WHAT YOU NEED TO DO | In the data below, change "For the wildlife count" to "For the match review" wherever it appears, and give back every line with nothing else altered and the pictures left out.

MATERIAL SUPPLIED |

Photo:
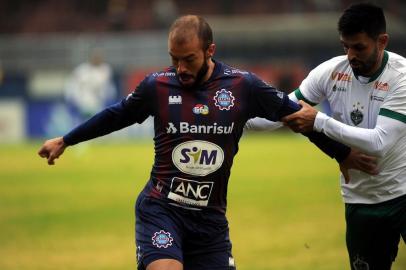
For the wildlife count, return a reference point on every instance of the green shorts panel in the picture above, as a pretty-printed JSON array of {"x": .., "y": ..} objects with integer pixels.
[{"x": 373, "y": 233}]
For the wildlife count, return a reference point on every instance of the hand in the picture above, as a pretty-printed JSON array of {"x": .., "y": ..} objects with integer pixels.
[
  {"x": 52, "y": 149},
  {"x": 358, "y": 161},
  {"x": 303, "y": 120}
]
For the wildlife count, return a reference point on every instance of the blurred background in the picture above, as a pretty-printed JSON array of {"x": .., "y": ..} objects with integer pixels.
[{"x": 47, "y": 48}]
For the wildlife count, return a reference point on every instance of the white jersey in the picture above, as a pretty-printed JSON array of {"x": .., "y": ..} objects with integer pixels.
[{"x": 359, "y": 102}]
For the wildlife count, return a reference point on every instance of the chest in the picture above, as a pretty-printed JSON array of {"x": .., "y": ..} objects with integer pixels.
[
  {"x": 214, "y": 111},
  {"x": 355, "y": 103}
]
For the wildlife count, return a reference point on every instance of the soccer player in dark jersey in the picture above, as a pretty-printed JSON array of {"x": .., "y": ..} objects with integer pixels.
[{"x": 200, "y": 107}]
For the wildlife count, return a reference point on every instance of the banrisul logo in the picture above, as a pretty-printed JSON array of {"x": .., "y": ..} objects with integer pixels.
[
  {"x": 198, "y": 157},
  {"x": 224, "y": 99},
  {"x": 201, "y": 109}
]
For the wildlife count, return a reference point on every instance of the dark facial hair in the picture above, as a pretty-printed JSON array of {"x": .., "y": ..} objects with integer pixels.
[
  {"x": 200, "y": 75},
  {"x": 367, "y": 65}
]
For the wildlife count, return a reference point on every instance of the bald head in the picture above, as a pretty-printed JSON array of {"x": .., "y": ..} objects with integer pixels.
[{"x": 187, "y": 27}]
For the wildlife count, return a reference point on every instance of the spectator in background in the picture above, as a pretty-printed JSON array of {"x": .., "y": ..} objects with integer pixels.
[
  {"x": 90, "y": 87},
  {"x": 1, "y": 74}
]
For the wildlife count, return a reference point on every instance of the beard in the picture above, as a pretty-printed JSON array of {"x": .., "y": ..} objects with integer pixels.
[
  {"x": 198, "y": 78},
  {"x": 365, "y": 68}
]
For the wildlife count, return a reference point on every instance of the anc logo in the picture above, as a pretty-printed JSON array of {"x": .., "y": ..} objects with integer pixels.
[
  {"x": 197, "y": 157},
  {"x": 201, "y": 109},
  {"x": 224, "y": 99}
]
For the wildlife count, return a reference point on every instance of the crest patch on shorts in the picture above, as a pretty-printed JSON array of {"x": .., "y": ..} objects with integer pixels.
[{"x": 162, "y": 239}]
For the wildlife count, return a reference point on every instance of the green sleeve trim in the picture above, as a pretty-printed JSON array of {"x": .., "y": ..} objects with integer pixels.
[
  {"x": 299, "y": 96},
  {"x": 383, "y": 64},
  {"x": 393, "y": 115}
]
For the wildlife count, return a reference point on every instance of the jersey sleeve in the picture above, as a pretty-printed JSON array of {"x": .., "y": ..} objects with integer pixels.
[
  {"x": 313, "y": 87},
  {"x": 394, "y": 104},
  {"x": 135, "y": 108},
  {"x": 268, "y": 102},
  {"x": 273, "y": 105}
]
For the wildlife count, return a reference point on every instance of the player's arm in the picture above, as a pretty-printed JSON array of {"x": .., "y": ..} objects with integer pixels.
[
  {"x": 262, "y": 124},
  {"x": 273, "y": 105},
  {"x": 133, "y": 109}
]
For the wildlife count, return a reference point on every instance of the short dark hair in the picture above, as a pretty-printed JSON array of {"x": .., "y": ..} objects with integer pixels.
[
  {"x": 362, "y": 17},
  {"x": 194, "y": 23}
]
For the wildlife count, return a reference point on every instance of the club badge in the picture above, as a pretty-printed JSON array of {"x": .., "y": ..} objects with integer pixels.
[
  {"x": 162, "y": 239},
  {"x": 356, "y": 115},
  {"x": 224, "y": 99}
]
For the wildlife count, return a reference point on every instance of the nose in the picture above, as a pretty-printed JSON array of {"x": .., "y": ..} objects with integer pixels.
[{"x": 181, "y": 67}]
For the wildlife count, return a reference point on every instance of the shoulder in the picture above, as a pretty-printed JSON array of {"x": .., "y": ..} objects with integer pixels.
[
  {"x": 338, "y": 63},
  {"x": 396, "y": 63},
  {"x": 165, "y": 75},
  {"x": 224, "y": 70}
]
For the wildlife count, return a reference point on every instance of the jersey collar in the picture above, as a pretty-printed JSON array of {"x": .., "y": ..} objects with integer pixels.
[{"x": 379, "y": 71}]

EXERCISE ANSWER |
Photo:
For the match review, return a reference point on every instance of the green shorts panel in the picture above, as a pretty-printed JSON array of {"x": .., "y": ..} objects with integer pixels.
[{"x": 373, "y": 233}]
For the match review, return a reference point on every instance of the hand in the picture above, as a pretty-printed JSON array of {"x": .., "y": ..} objects with integer pixels.
[
  {"x": 52, "y": 149},
  {"x": 358, "y": 161},
  {"x": 303, "y": 120}
]
For the match review, return a reference point on every instance of the blurred background in the picture above, as a pretty-printed JSON array of {"x": .., "y": ..} objects with integer pixels.
[{"x": 47, "y": 48}]
For the match review, return a reference point on every instance of the white jersey in the picture above, as a pretty-printed JSON array of {"x": .., "y": ..} objects with integer pixels.
[{"x": 359, "y": 102}]
For the match review, return a reference point on every instance of the chest in the picture above, as a pretty-printed JSON array of {"x": .., "y": ..} objects with integer pixels.
[
  {"x": 214, "y": 111},
  {"x": 355, "y": 103}
]
For the match review, return a reference point on every instance of the soccer player in dark jersey in the picture above, as a pretty-printed JSON array of {"x": .., "y": ..} objects with integer pixels.
[{"x": 200, "y": 107}]
For the match review, return a reference point on every instance of the banrisul logo in the picture above, as a pretty-printed JSON array of {"x": .., "y": ..} objects with integer pixels.
[
  {"x": 198, "y": 157},
  {"x": 224, "y": 99},
  {"x": 201, "y": 109}
]
For the match review, return a reference point on every instance of the dark facial hair in the picture above, as a pretty-printed JSON array of {"x": .., "y": ..} objects with integer pixels.
[
  {"x": 200, "y": 75},
  {"x": 367, "y": 65}
]
For the match review, return a reference point on every instance of the bald head in the picture above, as a pretty-printed JSON array of {"x": .., "y": ..} objects with integer pixels.
[{"x": 187, "y": 27}]
For the match review, return a reference point on every instance of the spectator in background in the picture above, as a pretty-printed JSON array of {"x": .., "y": ..} objects with integer pixels.
[
  {"x": 90, "y": 87},
  {"x": 1, "y": 74}
]
For the match review, return a reference point on every instance of the beard in the picture above, as a pretty-printed JSON array of {"x": .., "y": ..} objects with integer pixels.
[
  {"x": 198, "y": 78},
  {"x": 365, "y": 68}
]
For the match review, return a reference point on every instance of the anc logo in the picture above, as a pretty-printed JSON array of {"x": .., "y": ..} objects with integer pixels.
[
  {"x": 197, "y": 157},
  {"x": 201, "y": 109},
  {"x": 224, "y": 99}
]
For the match review, return a reference point on every instance of the crest patch on shorts in the picture above, as a pretty-printed JSON array of {"x": .., "y": ..} objects with integer pixels.
[{"x": 162, "y": 239}]
For the match review, return a reference point on every instance of the green sleeve trim in the picture above, as a pretty-printed JSON array of {"x": .., "y": ..} objects with integer pixels.
[
  {"x": 299, "y": 96},
  {"x": 383, "y": 64},
  {"x": 393, "y": 115}
]
For the match review, return a reference point on every instance of the jersey sleeve in the picture above, as a pretty-printed JSON array of {"x": .., "y": ..} objects with integer pixels.
[
  {"x": 313, "y": 87},
  {"x": 394, "y": 104},
  {"x": 135, "y": 108},
  {"x": 268, "y": 102},
  {"x": 273, "y": 105}
]
For the match review, return a reference point on every instance of the player's arm in the picture above, as a pretty-printed JSON array of {"x": .., "y": ..} objects with integer pixels.
[
  {"x": 262, "y": 124},
  {"x": 273, "y": 105},
  {"x": 133, "y": 109}
]
For the match review, return a reference point on every instance of the short dark hair in the picture above, as a pretty-printed JSON array of {"x": .., "y": ..} objects with integer pixels.
[
  {"x": 362, "y": 17},
  {"x": 194, "y": 23}
]
For the match review, return a reference point on every instance of the club badge in the picture above, as a pretty-printed JSON array of {"x": .., "y": ..} objects with integer pixels.
[
  {"x": 162, "y": 239},
  {"x": 356, "y": 115},
  {"x": 224, "y": 99}
]
For the match review, return a reference point on every instance of the nose in the picture above, as a pretty-printed JSON array of {"x": .., "y": ..} objects with integer pixels.
[{"x": 181, "y": 67}]
For the match review, return a reference point on every instance of the shoulder in the picture above, as a pretty-printed JSON array of {"x": .., "y": ..} objects with integer pixels.
[
  {"x": 338, "y": 63},
  {"x": 396, "y": 63},
  {"x": 165, "y": 75},
  {"x": 224, "y": 70}
]
For the match review, return a reference point on every instance of the jersey collar in the picture above, as a pretty-printed JSON array of {"x": .., "y": ..} objects with integer pixels.
[{"x": 379, "y": 71}]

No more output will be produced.